Task directions – Copy every line of the data in which the word "stem" occurs.

Saved entries:

[Start of Attachment]

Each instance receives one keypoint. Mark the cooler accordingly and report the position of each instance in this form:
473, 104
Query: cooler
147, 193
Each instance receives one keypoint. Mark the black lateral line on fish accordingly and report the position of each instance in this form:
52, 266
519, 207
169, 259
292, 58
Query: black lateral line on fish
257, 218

[End of Attachment]
[Start of Attachment]

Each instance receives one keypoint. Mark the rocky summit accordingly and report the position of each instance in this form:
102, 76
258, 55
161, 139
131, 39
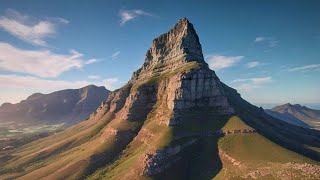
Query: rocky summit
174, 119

[End of Attachment]
[Start of Attachment]

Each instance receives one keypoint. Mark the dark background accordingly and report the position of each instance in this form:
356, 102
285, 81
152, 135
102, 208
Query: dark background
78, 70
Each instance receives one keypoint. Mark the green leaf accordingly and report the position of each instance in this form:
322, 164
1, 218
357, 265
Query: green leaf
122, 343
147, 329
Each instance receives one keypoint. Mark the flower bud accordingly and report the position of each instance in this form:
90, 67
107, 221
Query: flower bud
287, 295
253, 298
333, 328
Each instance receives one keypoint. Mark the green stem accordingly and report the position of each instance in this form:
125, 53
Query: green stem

[End of Attachment]

The answer –
Each instance receives one keypoint. Mark the green stem accordingly and report the position of each instance in this form:
Query: green stem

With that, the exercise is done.